Supplied data —

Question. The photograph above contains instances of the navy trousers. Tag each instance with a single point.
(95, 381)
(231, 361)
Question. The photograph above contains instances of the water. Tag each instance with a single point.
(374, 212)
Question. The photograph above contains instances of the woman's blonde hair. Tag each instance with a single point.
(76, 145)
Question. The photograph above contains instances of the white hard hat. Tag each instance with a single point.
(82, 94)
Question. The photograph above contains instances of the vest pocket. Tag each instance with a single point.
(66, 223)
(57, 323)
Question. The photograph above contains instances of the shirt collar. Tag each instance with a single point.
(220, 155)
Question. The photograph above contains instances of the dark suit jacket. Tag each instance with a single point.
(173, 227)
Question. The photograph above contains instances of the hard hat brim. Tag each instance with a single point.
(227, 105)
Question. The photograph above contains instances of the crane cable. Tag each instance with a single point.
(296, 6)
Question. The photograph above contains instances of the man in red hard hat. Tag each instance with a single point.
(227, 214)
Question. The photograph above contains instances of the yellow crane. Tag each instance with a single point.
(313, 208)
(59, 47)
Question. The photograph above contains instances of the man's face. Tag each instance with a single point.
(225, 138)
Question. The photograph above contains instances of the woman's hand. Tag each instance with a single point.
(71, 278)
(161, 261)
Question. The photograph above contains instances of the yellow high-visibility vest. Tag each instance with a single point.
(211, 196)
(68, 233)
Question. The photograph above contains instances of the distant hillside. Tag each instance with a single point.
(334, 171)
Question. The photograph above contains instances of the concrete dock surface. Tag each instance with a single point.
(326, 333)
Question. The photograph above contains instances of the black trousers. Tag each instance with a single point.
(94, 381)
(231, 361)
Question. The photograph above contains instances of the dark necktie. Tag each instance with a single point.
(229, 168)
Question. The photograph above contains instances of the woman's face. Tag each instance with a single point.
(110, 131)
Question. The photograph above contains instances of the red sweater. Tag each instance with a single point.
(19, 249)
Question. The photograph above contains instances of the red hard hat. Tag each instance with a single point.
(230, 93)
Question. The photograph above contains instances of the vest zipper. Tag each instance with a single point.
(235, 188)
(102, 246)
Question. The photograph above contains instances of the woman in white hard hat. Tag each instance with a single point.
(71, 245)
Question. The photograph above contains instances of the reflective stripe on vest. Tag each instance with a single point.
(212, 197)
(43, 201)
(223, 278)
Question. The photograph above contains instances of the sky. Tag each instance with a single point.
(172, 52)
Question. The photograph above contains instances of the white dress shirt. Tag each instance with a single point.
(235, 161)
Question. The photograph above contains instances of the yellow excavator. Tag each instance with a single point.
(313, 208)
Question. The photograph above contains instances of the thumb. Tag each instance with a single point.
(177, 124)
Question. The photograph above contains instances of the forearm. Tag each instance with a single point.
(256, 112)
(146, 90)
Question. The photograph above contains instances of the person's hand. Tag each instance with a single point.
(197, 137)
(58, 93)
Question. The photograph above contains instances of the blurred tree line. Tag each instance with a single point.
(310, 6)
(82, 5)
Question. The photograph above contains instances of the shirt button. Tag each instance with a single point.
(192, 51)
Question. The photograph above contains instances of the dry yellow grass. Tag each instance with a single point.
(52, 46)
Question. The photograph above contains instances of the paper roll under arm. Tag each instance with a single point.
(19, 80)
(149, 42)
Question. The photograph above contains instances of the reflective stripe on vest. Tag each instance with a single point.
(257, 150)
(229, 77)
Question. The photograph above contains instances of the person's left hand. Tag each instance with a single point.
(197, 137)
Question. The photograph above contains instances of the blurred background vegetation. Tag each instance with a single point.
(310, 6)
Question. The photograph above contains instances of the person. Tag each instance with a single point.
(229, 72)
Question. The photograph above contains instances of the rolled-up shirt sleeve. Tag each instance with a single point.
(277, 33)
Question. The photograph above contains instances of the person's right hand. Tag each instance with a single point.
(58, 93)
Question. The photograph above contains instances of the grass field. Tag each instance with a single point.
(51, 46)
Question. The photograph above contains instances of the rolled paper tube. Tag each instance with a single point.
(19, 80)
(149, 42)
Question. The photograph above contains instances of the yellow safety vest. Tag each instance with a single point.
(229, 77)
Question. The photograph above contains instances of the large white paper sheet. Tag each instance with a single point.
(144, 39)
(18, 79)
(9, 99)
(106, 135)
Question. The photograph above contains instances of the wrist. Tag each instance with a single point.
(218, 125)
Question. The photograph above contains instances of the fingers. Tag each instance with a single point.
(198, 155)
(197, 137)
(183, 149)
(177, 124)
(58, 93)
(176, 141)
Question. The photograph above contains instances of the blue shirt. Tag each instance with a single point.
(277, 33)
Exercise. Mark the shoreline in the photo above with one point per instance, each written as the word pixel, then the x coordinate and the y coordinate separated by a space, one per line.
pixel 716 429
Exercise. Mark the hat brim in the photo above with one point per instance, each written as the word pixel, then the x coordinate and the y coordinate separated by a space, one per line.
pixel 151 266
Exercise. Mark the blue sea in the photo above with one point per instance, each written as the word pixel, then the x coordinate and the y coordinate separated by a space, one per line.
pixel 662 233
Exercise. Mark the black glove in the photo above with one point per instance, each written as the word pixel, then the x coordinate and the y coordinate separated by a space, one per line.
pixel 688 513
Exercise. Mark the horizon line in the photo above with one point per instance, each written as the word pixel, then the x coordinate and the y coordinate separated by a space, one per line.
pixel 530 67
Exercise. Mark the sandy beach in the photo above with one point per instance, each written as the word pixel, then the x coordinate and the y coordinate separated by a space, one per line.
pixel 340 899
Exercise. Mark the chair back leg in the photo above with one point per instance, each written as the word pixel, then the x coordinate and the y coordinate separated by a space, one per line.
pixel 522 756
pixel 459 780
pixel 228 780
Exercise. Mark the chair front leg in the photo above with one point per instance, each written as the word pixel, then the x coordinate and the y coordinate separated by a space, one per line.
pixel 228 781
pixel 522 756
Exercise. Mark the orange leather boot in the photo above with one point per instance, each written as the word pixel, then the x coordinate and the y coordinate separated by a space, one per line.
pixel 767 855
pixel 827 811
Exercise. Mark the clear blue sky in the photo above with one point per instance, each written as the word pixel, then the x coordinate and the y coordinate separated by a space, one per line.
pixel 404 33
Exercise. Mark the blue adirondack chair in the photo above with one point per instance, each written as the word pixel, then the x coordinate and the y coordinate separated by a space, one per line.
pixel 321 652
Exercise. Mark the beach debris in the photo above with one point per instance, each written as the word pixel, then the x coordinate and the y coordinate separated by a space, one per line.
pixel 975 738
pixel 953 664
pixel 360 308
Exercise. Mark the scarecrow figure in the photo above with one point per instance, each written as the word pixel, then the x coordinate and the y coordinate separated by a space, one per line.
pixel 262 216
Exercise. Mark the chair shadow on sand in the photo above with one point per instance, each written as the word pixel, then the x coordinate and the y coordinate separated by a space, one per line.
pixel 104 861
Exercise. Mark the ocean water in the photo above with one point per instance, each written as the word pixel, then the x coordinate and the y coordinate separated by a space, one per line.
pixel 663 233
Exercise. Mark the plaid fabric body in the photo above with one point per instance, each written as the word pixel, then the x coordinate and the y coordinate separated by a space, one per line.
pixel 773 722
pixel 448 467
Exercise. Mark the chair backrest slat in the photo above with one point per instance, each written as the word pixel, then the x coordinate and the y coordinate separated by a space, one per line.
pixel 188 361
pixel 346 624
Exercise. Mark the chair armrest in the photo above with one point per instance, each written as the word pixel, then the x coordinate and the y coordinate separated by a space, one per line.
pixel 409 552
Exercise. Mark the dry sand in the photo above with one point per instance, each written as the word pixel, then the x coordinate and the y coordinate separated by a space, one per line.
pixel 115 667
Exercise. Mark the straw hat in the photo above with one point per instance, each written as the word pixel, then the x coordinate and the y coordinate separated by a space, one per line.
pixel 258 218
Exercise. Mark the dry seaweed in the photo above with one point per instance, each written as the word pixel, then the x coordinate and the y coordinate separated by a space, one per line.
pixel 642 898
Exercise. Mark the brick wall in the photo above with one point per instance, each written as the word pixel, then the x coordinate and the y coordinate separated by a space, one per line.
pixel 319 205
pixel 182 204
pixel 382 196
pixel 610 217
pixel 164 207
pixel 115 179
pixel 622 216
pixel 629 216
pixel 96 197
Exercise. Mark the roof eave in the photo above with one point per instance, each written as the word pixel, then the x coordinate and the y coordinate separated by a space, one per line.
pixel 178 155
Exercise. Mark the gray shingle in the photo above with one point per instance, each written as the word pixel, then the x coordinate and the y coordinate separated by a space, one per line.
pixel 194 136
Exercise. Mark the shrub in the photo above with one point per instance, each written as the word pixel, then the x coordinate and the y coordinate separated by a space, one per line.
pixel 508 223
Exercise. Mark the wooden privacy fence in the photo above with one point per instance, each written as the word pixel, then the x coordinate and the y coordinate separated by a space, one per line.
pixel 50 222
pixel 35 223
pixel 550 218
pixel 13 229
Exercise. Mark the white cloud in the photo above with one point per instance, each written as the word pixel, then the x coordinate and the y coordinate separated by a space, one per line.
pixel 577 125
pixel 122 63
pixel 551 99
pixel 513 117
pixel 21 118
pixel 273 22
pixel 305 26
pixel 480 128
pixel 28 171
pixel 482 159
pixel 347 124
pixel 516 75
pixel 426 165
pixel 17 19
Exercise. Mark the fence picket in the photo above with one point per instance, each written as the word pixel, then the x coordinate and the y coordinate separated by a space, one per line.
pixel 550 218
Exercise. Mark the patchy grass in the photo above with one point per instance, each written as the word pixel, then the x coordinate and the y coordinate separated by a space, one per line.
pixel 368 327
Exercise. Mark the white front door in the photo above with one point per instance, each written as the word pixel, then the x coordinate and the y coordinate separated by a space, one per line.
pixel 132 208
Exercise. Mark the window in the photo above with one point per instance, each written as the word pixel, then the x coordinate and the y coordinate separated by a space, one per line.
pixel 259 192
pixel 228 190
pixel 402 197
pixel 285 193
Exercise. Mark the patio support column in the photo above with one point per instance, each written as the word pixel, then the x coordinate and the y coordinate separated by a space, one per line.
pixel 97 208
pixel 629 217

Exercise details — Reproduce the records verbatim, starting at the line that contains "Exercise. Mark the patio" and continuing through the end of the records.

Right answer —
Exercise. Mark the patio support column in the photo above with one point per instance, each written as the word pixel, then the x coordinate and the y coordinate separated by a space, one per line.
pixel 97 208
pixel 629 217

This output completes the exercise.